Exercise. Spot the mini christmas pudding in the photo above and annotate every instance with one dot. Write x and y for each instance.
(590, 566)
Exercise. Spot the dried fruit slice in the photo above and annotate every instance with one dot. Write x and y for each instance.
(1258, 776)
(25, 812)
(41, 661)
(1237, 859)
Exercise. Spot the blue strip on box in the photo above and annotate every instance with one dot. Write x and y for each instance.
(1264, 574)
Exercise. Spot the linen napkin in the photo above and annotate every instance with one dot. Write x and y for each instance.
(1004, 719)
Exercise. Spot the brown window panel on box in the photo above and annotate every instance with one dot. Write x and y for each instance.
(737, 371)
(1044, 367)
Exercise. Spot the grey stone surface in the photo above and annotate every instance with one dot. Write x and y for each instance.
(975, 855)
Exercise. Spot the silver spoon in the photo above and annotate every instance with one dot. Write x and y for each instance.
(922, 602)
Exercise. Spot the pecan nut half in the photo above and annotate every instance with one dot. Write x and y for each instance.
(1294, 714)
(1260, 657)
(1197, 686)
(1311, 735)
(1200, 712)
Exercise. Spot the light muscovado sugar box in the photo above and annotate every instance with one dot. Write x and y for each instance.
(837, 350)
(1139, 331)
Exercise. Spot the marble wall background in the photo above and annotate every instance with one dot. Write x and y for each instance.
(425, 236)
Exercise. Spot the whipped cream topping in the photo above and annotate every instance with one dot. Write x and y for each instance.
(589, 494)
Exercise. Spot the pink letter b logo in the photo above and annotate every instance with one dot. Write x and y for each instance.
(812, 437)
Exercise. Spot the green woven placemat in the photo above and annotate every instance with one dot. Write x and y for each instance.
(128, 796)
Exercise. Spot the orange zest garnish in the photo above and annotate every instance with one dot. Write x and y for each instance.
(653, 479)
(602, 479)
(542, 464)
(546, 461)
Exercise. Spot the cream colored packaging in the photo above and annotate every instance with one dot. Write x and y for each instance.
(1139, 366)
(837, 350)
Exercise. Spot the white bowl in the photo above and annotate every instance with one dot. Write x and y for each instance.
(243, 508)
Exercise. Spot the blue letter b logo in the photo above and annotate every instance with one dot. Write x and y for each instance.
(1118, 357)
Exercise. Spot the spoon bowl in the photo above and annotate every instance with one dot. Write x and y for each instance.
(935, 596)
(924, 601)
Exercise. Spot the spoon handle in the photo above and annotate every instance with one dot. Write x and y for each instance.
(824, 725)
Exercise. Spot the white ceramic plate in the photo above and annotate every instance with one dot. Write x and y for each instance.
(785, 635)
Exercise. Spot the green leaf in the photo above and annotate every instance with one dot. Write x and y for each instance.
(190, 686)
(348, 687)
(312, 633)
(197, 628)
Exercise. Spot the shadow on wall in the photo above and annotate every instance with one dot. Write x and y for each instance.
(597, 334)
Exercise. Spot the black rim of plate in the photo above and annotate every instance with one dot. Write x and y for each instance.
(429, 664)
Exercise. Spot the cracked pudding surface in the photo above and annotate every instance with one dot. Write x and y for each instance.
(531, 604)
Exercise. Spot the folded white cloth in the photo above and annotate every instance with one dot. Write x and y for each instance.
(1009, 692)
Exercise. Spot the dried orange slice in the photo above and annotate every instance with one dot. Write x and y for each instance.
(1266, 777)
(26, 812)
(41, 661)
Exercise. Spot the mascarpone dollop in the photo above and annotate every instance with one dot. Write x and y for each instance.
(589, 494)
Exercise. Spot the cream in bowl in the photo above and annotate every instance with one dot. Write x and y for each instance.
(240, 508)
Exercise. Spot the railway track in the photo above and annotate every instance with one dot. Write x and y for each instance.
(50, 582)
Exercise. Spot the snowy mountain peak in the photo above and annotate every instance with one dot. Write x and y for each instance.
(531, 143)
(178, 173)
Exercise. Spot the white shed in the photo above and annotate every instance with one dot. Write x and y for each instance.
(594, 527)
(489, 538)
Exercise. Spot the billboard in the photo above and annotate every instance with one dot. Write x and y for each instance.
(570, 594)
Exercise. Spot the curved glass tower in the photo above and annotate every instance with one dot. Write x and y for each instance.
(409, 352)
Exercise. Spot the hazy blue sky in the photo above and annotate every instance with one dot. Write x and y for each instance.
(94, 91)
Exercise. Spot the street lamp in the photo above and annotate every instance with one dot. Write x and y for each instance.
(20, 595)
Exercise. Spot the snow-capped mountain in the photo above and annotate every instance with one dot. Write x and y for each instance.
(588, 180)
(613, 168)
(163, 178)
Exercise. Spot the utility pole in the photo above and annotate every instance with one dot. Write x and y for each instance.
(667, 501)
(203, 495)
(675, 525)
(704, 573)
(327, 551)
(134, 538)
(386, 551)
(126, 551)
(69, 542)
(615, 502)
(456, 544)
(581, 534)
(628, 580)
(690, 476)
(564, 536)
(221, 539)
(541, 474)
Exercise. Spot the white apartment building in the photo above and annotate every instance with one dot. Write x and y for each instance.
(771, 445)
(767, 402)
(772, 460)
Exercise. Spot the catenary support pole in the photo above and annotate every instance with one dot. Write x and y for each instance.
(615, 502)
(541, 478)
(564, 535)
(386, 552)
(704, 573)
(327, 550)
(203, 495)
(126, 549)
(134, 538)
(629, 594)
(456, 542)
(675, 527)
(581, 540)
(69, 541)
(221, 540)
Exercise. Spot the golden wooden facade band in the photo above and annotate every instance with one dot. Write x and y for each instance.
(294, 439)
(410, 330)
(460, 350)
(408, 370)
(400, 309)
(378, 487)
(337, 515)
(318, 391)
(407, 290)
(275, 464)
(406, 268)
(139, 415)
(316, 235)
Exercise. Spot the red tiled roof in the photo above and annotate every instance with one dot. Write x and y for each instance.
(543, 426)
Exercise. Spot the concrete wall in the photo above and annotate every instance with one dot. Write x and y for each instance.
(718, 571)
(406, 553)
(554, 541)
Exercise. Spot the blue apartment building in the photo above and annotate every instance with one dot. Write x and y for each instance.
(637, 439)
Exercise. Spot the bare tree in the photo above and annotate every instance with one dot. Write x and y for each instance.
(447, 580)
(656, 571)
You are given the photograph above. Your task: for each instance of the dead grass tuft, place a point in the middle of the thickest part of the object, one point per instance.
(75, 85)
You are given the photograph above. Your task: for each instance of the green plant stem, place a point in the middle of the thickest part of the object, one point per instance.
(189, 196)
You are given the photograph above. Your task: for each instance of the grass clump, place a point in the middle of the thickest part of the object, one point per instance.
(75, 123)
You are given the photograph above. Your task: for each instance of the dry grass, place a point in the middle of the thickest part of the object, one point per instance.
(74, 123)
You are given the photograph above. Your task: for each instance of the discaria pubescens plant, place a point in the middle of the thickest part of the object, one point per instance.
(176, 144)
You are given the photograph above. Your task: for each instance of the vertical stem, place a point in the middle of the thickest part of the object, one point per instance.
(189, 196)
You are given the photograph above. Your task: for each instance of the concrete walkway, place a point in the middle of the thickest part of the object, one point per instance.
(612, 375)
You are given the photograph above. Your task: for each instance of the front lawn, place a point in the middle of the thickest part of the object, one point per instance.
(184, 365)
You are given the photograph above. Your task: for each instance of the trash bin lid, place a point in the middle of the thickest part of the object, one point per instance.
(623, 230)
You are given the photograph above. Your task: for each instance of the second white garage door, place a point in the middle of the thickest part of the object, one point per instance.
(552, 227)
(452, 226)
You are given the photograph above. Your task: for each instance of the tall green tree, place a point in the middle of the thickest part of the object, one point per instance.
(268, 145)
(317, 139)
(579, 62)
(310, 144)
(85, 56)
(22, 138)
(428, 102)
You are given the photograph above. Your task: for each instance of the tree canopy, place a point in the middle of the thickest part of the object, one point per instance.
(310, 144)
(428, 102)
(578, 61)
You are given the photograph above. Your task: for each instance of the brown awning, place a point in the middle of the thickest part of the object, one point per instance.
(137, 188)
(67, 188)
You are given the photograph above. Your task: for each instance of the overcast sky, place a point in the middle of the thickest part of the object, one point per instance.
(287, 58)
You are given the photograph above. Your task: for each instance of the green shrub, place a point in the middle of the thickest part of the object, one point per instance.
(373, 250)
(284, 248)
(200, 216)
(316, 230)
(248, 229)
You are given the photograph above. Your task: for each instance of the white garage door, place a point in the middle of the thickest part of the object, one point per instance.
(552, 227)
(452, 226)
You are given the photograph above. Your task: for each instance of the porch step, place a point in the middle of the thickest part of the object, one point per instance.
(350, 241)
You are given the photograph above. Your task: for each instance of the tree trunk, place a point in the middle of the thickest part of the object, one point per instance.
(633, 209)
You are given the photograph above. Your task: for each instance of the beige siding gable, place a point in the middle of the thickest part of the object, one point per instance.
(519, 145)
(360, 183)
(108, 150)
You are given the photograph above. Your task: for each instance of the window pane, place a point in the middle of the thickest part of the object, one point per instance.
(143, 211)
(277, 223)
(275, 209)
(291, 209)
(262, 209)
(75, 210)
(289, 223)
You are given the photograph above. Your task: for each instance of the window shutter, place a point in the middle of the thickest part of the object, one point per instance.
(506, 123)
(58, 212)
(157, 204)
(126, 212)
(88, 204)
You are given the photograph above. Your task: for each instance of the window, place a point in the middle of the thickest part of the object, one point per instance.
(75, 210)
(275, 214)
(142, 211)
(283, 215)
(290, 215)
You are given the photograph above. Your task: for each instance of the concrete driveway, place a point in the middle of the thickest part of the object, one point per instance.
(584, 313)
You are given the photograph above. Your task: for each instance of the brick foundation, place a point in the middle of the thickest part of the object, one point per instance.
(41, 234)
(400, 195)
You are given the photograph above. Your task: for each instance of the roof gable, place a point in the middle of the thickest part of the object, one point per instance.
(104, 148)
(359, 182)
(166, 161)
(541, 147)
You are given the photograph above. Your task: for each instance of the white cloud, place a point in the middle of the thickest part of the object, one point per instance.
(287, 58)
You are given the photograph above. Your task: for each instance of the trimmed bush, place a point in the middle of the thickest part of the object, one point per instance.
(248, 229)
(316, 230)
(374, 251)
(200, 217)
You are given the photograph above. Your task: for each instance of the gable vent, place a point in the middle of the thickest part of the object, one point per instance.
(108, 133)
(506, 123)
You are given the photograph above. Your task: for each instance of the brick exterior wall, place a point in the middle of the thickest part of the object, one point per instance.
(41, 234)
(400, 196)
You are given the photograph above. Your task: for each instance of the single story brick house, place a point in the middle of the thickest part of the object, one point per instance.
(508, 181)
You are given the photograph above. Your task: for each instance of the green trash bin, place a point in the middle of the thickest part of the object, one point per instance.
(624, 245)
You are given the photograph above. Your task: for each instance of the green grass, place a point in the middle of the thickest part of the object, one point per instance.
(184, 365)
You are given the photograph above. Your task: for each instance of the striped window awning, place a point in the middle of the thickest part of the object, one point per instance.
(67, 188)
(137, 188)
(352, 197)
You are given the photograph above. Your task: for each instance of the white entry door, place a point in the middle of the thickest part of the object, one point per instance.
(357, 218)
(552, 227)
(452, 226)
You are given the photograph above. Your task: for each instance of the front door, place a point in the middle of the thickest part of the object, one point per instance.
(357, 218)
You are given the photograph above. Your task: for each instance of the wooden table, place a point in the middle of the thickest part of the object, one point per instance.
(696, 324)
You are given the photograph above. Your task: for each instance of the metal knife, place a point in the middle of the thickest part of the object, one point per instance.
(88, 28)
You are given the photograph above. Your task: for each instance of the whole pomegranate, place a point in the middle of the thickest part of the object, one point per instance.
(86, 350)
- - - -
→ YOUR TASK: Please put the entries from the first line up to and including the line with "(1237, 859)" into a Markdown table with the columns Row and Line, giving each line its row number and leaving out blank lines.

→ ANSWER:
| Row | Line |
|---|---|
| 1 | Exercise. Spot the mini christmas pudding in the photo above and annotate every instance with one dot. Write x and y for each instance. |
| 2 | (590, 566) |
| 3 | Exercise. Spot the dried fruit slice in the photo above and annotate every instance with one dot. Write x and y for each instance. |
| 4 | (1258, 776) |
| 5 | (25, 812) |
| 6 | (41, 661) |
| 7 | (1237, 859) |